• **SEITE**
▼▼▼

Das ausgebrannte Flüchtlingslager Moria auf der griechischen Insel Lesbos
APA/AFP/Angelos Tzortzinis
Flüchtlinge in Moria

Grüne wollen mit ÖVP sprechen

Die Brände im Flüchtlingslager Moria auf Lesbos stellen auch die türkis-grüne Regierung auf die Probe. „Wir sind mit der ÖVP laufend im Gespräch und werden den Druck weiter aufbauen“, so die außenpolitische Sprecherin der Grünen, Ewa Ernst-Dziedzic, am Donnerstag zur APA – ähnlich äußerten sich zuvor Parteikollegen. ÖVP-Außenminister Alexander Schallenberg lehnte eine Aufnahme von Geflüchteten aber strikt ab.

Auch wenn die Fronten verhärtet sind, will sich Ernst-Dziedzic – die Lesbos besuchen will – weiterhin für einen Dialog mit der ÖVP über die Aufnahme von Geflüchteten einsetzen. Während die ÖVP strikt gegen die Aufnahme von Menschen aus den meist überfüllten griechischen Camps ist, in denen katastrophale Zustände herrschen, haben sich mehrere grüne Politiker und auch Bundespräsident Alexander Van der Bellen dafür ausgesprochen.

▲▲▲

• **DATENTEIL**
▼▼▼

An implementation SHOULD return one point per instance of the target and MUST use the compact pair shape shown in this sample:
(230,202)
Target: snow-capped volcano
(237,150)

▲▲▲

• **AUFGABE**
Führe den Artikel über den Streit um das Flüchtlingslager Moria im Anschluss an seinen letzten Satz weiter.

• **LÖSUNG**
„Fakt ist, wir haben aktuell keine Mehrheit im Parlament“, so Ernzst-Dziedzic. Selbst wenn die Grünen mit den Oppositionsparteien SPÖ und NEOS stimmen würden und damit gegen den Koalitionspartner – also einen Koalitionsbruch begehen würden –-, kämen sie gemeinsam auf nur 81 Stimmen, während die ÖVP und die FPÖ auf 101 Stimmen im Nationalrat kommen. „Ich fände es unverantwortlich zu sagen: ‚Gut, wir riskieren das trotzdem‘ und verbauen uns hier die Möglichkeiten, mit dem Koalitionspartner und anderen Stakeholdern zu schauen, was wir akut tun können in der derzeitigen Situation.“

Andreas Pfeifer (ORF) über die Lage in Moria

Andreas Pfeifer (ORF) spricht über die vielen obdachlosen Flüchtlinge nach der Brandkatastrophe in Moria.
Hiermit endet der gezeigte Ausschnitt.